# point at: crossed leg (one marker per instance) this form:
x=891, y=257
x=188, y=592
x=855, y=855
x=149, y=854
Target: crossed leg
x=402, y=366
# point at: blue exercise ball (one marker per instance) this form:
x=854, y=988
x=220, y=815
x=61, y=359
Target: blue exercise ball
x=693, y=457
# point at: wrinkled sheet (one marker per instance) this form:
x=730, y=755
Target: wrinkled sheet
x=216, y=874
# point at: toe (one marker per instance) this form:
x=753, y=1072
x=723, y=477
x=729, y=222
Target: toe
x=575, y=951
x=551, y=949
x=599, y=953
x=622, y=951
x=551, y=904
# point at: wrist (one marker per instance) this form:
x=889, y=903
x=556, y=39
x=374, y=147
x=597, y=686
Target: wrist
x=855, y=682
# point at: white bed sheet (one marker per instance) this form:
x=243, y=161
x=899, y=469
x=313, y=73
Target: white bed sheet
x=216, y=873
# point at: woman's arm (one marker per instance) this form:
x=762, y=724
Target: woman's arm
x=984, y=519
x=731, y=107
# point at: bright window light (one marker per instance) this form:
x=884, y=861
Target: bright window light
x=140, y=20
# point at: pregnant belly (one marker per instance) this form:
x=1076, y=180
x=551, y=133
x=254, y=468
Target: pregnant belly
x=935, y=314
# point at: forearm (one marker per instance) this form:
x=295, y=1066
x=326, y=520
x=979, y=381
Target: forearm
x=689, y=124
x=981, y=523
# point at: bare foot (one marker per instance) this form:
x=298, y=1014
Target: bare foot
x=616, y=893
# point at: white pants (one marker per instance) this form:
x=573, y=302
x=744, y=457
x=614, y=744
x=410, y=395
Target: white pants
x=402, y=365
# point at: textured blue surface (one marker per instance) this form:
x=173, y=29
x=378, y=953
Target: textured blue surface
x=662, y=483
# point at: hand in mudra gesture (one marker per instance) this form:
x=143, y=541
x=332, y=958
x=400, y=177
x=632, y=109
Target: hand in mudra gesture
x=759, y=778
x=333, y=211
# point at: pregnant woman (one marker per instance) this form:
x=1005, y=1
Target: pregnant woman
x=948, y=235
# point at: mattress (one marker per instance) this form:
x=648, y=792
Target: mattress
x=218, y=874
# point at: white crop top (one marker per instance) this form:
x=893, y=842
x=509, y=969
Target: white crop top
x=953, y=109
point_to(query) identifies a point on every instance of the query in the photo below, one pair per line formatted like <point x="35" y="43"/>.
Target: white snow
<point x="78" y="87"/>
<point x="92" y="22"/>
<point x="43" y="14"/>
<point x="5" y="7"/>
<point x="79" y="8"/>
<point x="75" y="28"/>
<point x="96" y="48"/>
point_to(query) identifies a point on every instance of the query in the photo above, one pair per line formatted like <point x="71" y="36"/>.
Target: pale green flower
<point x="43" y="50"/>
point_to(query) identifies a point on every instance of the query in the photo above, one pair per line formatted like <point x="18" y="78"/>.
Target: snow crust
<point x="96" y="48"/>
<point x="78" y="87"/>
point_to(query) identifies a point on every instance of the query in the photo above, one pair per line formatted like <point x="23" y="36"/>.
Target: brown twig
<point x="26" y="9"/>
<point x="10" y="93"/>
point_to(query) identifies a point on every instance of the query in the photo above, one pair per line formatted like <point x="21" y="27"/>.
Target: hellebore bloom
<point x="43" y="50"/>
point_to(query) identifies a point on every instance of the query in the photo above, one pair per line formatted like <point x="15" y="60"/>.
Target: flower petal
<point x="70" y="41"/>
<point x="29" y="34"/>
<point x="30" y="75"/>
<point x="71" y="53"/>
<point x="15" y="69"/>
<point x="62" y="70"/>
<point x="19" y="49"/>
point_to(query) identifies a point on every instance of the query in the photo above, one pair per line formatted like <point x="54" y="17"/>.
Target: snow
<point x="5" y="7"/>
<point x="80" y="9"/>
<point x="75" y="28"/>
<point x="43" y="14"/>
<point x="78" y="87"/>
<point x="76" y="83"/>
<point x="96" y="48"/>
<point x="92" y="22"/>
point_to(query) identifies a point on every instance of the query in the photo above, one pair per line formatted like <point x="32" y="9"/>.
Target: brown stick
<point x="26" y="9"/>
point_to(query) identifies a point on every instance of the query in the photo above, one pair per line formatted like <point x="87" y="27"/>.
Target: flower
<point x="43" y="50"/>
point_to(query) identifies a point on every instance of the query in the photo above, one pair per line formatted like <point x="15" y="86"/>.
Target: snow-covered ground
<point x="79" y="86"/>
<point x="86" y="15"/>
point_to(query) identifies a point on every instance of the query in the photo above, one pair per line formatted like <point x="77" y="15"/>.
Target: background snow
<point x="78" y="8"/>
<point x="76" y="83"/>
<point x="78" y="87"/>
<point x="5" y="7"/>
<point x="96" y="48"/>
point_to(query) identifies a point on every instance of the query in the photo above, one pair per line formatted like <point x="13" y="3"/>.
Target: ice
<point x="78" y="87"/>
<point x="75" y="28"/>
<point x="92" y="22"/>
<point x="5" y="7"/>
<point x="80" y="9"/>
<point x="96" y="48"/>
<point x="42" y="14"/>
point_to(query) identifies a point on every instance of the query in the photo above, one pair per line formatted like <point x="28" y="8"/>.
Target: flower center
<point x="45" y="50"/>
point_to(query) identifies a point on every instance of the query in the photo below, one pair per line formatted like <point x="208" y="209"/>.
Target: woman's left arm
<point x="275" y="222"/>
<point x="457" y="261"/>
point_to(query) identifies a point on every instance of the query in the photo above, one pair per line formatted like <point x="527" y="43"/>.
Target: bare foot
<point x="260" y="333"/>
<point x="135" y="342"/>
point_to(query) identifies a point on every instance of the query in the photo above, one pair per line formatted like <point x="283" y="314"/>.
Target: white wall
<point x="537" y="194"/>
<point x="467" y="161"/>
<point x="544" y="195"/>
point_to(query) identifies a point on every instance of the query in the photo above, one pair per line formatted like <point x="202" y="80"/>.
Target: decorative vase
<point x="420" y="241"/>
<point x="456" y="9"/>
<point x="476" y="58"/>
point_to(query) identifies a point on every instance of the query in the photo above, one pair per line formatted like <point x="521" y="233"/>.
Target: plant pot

▶ **REQUIREMENT**: Update all the items above, swapping every "Target" for "Query" and leaving the rest untouched.

▶ **CORRECT ANSWER**:
# point at: crossed leg (one marker per instance) this form:
x=891, y=257
x=188, y=592
x=855, y=855
x=149, y=854
Query: crossed leg
x=402, y=366
# point at: blue exercise ball (one marker per instance) this form:
x=854, y=988
x=220, y=815
x=61, y=359
Query: blue exercise ball
x=693, y=457
# point at: wrinkled sheet (one marker per instance) this form:
x=730, y=755
Query: wrinkled sheet
x=216, y=874
# point at: toe (one marker per instance) this form:
x=753, y=1072
x=723, y=477
x=729, y=222
Query: toe
x=575, y=951
x=551, y=949
x=599, y=953
x=622, y=951
x=551, y=904
# point at: wrist (one marker per instance) this form:
x=889, y=903
x=556, y=39
x=374, y=147
x=597, y=686
Query: wrist
x=855, y=682
# point at: white bed sheet (one marker per instance) this form:
x=243, y=161
x=899, y=469
x=313, y=73
Query: white bed sheet
x=216, y=873
# point at: woman's arm (one marker per instance) this form:
x=762, y=724
Query: woman's arm
x=984, y=519
x=731, y=107
# point at: bright window light (one marker per instance) this form:
x=884, y=861
Query: bright window light
x=140, y=20
# point at: pregnant belly (one marker per instance) this form:
x=1076, y=180
x=551, y=133
x=254, y=468
Query: pregnant belly
x=935, y=314
# point at: forearm (one marker per instance) this form:
x=295, y=1066
x=326, y=520
x=979, y=381
Query: forearm
x=689, y=124
x=981, y=523
# point at: bare foot (one marker per instance) this form:
x=298, y=1014
Query: bare foot
x=616, y=893
# point at: white pants (one marker per instance) this form:
x=573, y=302
x=744, y=457
x=614, y=744
x=410, y=395
Query: white pants
x=402, y=365
# point at: textured blue surface (one marker per instance) this form:
x=173, y=29
x=378, y=953
Query: textured blue surface
x=662, y=483
# point at: hand in mudra gesture (one marker per instance) this form:
x=143, y=541
x=332, y=958
x=400, y=177
x=632, y=109
Query: hand in mudra gesture
x=759, y=778
x=333, y=211
# point at: pregnant woman (one marker per instance) this form:
x=1005, y=1
Query: pregnant woman
x=948, y=235
# point at: mattress (one marker per instance) this form:
x=648, y=792
Query: mattress
x=218, y=874
# point at: white crop top (one marker per instance) this form:
x=893, y=842
x=509, y=969
Query: white crop top
x=953, y=109
point_to(query) identifies a point on every instance of the query in the photo below, one pair per line formatted like <point x="35" y="43"/>.
Query: white snow
<point x="78" y="87"/>
<point x="92" y="22"/>
<point x="43" y="14"/>
<point x="5" y="7"/>
<point x="79" y="8"/>
<point x="75" y="28"/>
<point x="96" y="48"/>
point_to(query) identifies a point on every instance of the query in the photo above, one pair per line formatted like <point x="71" y="36"/>.
Query: pale green flower
<point x="43" y="50"/>
point_to(query) identifies a point on every instance of the query in the photo above, one pair per line formatted like <point x="18" y="78"/>.
Query: snow crust
<point x="96" y="48"/>
<point x="78" y="87"/>
point_to(query) identifies a point on every instance of the query in the photo above, one pair per line formatted like <point x="23" y="36"/>.
Query: brown twig
<point x="26" y="9"/>
<point x="10" y="93"/>
point_to(query) identifies a point on every instance of the query in the photo above, one pair per line formatted like <point x="21" y="27"/>.
Query: hellebore bloom
<point x="43" y="50"/>
point_to(query) identifies a point on every instance of the query in the photo above, one pair per line formatted like <point x="15" y="60"/>.
Query: flower petal
<point x="70" y="41"/>
<point x="29" y="34"/>
<point x="30" y="75"/>
<point x="71" y="53"/>
<point x="15" y="69"/>
<point x="62" y="70"/>
<point x="19" y="49"/>
point_to(query) identifies a point on every instance of the query in the photo above, one pair per line formatted like <point x="54" y="17"/>.
Query: snow
<point x="5" y="7"/>
<point x="80" y="9"/>
<point x="75" y="28"/>
<point x="43" y="14"/>
<point x="78" y="87"/>
<point x="76" y="83"/>
<point x="96" y="48"/>
<point x="92" y="22"/>
point_to(query) identifies a point on every instance of the query in the photo above, one pair per line formatted like <point x="32" y="9"/>.
Query: brown stick
<point x="26" y="9"/>
point_to(query) identifies a point on every instance of the query in the photo above, one pair per line formatted like <point x="87" y="27"/>.
Query: flower
<point x="43" y="50"/>
point_to(query) identifies a point on every instance of the query in the photo above, one pair per line formatted like <point x="15" y="86"/>.
Query: snow-covered ground
<point x="79" y="86"/>
<point x="86" y="15"/>
point_to(query) identifies a point on every instance of the query in the photo above, one pair per line formatted like <point x="77" y="15"/>.
Query: background snow
<point x="78" y="8"/>
<point x="76" y="83"/>
<point x="78" y="87"/>
<point x="5" y="7"/>
<point x="96" y="48"/>
point_to(query) identifies a point on every instance of the query in the photo above, one pair per line formatted like <point x="13" y="3"/>.
Query: ice
<point x="78" y="87"/>
<point x="75" y="28"/>
<point x="92" y="22"/>
<point x="5" y="7"/>
<point x="80" y="9"/>
<point x="96" y="48"/>
<point x="42" y="14"/>
point_to(query) identifies a point on every instance of the query in the photo above, one pair per line formatted like <point x="28" y="8"/>.
Query: flower center
<point x="45" y="50"/>
point_to(query) identifies a point on every instance of the query in the photo below, one pair per line formatted like <point x="208" y="209"/>.
Query: woman's left arm
<point x="275" y="222"/>
<point x="457" y="261"/>
point_to(query) identifies a point on every instance of the query in the photo above, one pair per line formatted like <point x="527" y="43"/>.
Query: bare foot
<point x="260" y="333"/>
<point x="135" y="342"/>
point_to(query) identifies a point on every instance of the query in the photo above, one pair per line formatted like <point x="283" y="314"/>.
Query: white wall
<point x="537" y="194"/>
<point x="467" y="161"/>
<point x="544" y="195"/>
point_to(query) identifies a point on every instance of the query in the photo above, one pair per line formatted like <point x="202" y="80"/>.
Query: decorative vase
<point x="420" y="241"/>
<point x="456" y="9"/>
<point x="476" y="58"/>
point_to(query) identifies a point on every instance of the query in the photo above, one pair per line formatted like <point x="521" y="233"/>.
Query: plant pot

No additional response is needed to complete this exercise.